--- PASSAGE PROVIDED ---

So one way to think of the
auditory scene analysis problem
is as a problem of
grouping the bits of energy
into sources that would have
a common cause in the world.
And so we'll talk
about grouping cues.
And what is typically
meant by that
is a stimulus property
that is informative
about the organization
of sound into sources.
And so some standard examples
would be common onset
and offset, which
you can see here,
and we'll see some
examples in a second.
And then harmonicity, the fact
that some sounds in the world
tend to have frequencies that
are harmonically related.
So this is an initial kind
of classic demonstration
that the brain seems to
interpret abrupt amplitude
changes as the onset or
offset of a distinct source
in the world.
By contrast, gradual
amplitude changes
are instead interpreted
as a single source
that changes over time.
So this is a super
simple demonstration.
So what's going
to happen here is
we're going to have
a noise signal.
And then the amplitude
of the noise signal
will change in one of two ways.
In one case, it will
change gradually.
So this is a graph that
shows the amplitude
as a function of time.
So in one case, the amplitude
will start at a value,
and then it'll ramp up,
and then it'll ramp down.
And in another case, it'll
kind of shoot up very abruptly.
But in both cases,
essentially what
happened is there's a noise
signal and a little volume knob,
and that volume
knob is just getting
manipulated in one of two ways.
But what you will
see is that what
you hear when you listen
to this is actually quite
different in the two cases.
In this case, it'll
really just sound
like there's kind of
a single thing that's
kind of waxing and
waning in amplitude.
You might even hear it as
kind of coming closer to you
or further from you.
Whereas in this case, you'll
hear a new sound source
when you get this abrupt
increase in amplitude.
Let's check it out.
[AUDIO PLAYBACK]
- Homophonic continuity
and rise time.
A noise repeatedly rises
and falls in intensity.

--- ENTRIES PROVIDED ---

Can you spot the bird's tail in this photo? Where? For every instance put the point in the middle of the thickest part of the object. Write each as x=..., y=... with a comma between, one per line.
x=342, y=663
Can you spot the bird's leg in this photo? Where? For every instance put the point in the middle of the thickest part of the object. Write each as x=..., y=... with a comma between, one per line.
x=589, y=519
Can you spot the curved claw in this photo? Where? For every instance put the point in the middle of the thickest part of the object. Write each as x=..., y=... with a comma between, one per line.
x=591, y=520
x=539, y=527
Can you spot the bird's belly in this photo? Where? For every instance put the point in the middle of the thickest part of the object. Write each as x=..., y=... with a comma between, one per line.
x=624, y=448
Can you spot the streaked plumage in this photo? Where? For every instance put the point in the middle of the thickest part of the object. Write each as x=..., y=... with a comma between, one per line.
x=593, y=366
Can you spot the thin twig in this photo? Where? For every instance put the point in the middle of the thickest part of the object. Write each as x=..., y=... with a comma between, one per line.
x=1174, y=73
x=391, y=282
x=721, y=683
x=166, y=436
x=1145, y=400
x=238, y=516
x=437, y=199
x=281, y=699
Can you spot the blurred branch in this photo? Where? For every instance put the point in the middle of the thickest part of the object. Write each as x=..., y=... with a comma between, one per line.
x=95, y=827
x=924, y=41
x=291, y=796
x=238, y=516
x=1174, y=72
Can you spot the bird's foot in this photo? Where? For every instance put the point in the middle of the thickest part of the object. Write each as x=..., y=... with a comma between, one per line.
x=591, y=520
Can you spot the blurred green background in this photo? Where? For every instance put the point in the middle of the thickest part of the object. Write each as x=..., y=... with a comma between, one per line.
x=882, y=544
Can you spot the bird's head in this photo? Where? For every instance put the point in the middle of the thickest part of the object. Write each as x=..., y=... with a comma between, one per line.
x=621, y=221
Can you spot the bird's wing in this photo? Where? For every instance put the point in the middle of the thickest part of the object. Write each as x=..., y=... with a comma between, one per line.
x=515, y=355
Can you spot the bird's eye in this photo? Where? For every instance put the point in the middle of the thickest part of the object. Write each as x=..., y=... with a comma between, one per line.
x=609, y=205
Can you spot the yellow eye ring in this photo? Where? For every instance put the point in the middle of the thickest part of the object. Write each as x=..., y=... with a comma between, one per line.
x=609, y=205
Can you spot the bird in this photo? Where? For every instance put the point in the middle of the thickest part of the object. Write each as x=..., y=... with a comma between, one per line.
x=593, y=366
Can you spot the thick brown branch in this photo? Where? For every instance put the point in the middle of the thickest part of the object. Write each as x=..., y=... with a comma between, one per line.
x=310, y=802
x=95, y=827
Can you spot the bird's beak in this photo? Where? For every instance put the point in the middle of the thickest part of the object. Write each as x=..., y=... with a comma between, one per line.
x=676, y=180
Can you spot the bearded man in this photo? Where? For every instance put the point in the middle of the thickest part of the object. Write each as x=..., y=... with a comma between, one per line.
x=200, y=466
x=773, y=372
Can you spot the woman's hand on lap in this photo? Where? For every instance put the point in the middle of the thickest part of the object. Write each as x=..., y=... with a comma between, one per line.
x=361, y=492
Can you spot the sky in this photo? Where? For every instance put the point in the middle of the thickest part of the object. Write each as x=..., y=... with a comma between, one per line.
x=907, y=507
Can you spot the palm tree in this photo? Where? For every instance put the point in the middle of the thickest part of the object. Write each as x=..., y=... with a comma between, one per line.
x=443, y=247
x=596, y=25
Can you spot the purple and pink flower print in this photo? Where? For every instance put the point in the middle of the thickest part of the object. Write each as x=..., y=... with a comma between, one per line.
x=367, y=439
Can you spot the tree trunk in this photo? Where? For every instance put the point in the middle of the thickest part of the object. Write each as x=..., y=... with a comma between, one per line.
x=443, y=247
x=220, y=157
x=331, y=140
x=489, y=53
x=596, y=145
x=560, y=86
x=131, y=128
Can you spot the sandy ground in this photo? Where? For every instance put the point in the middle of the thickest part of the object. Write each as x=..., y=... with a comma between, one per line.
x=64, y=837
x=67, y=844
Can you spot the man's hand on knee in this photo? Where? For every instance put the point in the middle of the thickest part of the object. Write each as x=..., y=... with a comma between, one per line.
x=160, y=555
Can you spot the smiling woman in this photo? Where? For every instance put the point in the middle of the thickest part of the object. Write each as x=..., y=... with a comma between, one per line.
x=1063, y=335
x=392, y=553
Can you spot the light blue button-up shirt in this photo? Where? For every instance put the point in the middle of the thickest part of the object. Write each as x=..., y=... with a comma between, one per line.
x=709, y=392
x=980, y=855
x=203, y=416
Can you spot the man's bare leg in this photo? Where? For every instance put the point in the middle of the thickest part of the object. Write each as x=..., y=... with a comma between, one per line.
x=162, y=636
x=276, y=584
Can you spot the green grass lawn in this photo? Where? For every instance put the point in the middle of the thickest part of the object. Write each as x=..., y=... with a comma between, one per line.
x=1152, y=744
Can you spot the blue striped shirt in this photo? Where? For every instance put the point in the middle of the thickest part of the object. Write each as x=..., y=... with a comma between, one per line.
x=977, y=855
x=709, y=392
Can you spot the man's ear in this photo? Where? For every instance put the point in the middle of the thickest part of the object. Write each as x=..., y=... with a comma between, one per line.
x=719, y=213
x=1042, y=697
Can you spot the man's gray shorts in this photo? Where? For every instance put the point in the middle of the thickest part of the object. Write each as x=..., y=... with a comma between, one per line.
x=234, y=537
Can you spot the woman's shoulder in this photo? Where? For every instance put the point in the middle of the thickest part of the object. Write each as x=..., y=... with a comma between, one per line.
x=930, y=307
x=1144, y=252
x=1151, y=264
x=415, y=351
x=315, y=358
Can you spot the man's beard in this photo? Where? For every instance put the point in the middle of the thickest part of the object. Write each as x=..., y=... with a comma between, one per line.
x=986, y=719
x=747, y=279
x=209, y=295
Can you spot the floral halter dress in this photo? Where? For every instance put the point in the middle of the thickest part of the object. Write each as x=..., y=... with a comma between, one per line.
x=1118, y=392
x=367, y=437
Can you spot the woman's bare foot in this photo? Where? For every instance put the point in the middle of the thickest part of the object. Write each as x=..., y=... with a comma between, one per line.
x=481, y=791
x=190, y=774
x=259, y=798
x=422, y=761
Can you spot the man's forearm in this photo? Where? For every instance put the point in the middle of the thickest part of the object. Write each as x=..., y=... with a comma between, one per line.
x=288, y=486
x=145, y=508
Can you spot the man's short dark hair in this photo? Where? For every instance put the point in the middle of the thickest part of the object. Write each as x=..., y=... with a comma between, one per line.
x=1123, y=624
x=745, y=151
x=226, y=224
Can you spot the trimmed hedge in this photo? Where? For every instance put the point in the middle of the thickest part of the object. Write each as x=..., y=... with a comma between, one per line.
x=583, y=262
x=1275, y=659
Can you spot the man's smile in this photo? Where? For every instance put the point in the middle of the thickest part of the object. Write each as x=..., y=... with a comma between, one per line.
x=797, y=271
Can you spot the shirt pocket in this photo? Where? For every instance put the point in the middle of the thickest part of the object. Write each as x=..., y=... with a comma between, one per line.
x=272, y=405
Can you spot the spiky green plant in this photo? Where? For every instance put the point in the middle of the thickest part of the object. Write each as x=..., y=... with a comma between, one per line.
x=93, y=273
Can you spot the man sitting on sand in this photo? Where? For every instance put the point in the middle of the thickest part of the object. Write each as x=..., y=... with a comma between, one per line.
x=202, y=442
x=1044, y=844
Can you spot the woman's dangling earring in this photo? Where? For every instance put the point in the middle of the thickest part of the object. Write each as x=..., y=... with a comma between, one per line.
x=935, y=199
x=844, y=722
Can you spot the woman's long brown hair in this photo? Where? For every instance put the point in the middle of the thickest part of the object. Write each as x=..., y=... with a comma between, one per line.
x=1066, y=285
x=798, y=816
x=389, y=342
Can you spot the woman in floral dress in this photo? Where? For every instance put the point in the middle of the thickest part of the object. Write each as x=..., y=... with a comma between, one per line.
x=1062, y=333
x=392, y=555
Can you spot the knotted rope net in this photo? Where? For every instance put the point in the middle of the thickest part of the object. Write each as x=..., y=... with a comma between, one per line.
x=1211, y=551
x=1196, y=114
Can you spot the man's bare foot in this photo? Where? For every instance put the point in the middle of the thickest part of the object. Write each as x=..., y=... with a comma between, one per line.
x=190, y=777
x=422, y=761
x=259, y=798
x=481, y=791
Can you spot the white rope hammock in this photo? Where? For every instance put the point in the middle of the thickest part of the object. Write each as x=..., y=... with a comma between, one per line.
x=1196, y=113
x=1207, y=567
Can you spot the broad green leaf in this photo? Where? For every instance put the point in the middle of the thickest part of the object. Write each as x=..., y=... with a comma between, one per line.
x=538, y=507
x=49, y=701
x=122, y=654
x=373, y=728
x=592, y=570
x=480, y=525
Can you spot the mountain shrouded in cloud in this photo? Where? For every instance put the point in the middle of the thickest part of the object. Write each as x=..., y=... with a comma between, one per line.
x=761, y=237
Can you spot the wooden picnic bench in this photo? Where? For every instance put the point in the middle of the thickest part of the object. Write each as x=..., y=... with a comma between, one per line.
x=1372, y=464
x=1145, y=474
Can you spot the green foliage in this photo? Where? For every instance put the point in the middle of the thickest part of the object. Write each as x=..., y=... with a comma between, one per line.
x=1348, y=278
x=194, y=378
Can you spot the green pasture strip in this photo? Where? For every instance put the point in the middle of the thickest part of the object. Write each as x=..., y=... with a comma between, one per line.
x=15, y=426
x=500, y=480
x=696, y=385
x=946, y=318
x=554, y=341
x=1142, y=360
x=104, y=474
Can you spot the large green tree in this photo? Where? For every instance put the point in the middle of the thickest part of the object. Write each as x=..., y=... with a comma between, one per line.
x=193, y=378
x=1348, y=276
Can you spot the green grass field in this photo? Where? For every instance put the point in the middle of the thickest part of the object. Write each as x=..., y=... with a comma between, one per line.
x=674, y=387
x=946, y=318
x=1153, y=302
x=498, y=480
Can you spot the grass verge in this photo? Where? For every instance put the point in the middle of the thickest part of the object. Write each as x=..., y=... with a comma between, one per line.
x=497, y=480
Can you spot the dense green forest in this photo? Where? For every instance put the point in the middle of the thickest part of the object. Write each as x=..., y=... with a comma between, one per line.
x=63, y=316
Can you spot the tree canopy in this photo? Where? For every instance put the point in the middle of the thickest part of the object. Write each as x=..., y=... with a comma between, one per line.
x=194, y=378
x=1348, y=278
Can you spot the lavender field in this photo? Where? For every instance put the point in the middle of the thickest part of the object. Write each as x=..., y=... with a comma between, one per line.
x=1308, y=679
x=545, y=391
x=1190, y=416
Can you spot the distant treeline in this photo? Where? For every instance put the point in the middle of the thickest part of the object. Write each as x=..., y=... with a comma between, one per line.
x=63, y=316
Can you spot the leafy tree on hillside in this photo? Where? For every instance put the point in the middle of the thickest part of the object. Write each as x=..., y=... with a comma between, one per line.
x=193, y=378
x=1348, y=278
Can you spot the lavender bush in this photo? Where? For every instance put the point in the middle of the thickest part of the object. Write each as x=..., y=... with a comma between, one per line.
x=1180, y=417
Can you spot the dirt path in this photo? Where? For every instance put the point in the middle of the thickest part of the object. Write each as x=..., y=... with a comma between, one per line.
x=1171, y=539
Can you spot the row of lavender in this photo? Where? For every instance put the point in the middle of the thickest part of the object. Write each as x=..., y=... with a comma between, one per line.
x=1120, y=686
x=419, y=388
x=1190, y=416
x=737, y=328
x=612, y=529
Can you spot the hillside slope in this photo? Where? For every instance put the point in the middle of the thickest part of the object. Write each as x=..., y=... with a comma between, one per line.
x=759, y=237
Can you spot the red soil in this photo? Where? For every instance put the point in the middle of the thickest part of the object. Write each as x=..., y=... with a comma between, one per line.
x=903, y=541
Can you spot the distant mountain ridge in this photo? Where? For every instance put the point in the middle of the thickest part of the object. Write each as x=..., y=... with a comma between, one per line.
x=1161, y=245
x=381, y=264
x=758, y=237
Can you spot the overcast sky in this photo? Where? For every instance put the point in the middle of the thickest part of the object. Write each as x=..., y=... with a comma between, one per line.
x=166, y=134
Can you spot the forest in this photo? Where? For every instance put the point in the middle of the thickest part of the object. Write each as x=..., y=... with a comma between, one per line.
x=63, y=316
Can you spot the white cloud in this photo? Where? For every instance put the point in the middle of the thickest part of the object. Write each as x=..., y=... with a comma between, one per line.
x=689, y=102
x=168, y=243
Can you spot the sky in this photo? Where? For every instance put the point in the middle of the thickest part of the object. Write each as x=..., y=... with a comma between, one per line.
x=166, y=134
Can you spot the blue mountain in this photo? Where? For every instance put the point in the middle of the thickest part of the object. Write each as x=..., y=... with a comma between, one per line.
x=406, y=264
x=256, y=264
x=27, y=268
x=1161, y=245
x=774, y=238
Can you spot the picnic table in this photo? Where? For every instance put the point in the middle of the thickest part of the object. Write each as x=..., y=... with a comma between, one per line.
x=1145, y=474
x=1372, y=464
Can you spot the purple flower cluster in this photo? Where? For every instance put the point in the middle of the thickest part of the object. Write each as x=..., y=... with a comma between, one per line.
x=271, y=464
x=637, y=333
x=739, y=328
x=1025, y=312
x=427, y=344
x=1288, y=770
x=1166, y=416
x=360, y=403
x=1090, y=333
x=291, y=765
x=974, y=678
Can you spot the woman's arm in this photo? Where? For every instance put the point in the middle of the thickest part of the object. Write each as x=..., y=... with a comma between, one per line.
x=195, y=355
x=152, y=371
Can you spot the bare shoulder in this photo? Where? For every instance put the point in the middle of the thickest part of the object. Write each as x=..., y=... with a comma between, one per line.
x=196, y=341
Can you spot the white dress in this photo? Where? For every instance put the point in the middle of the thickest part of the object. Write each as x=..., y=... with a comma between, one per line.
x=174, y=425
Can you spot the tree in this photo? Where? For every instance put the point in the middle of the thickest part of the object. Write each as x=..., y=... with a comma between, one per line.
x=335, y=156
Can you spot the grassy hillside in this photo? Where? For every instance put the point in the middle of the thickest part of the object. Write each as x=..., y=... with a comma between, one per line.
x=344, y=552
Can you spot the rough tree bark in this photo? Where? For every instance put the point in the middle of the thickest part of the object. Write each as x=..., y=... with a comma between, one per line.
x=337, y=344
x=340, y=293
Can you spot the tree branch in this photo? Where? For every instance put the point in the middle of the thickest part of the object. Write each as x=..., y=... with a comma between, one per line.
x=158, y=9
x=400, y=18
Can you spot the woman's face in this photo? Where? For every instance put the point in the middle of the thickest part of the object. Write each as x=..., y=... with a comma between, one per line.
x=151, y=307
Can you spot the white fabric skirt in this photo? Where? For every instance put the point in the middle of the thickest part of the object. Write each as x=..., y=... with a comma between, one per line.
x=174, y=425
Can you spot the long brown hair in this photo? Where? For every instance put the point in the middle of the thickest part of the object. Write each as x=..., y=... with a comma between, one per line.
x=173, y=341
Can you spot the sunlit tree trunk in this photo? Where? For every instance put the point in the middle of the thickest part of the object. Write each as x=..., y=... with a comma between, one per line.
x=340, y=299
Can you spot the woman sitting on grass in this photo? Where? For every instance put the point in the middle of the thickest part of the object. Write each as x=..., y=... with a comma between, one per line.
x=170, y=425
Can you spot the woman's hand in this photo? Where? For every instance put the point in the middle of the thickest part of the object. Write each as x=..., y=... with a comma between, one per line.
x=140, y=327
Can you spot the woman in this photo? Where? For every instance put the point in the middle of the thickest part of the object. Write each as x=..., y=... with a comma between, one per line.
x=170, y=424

---

PROBLEM REQUIREMENTS - According to the passage on auditory scene analysis, how are gradual amplitude changes interpreted?

FINAL RESULT - As a single source that changes over time.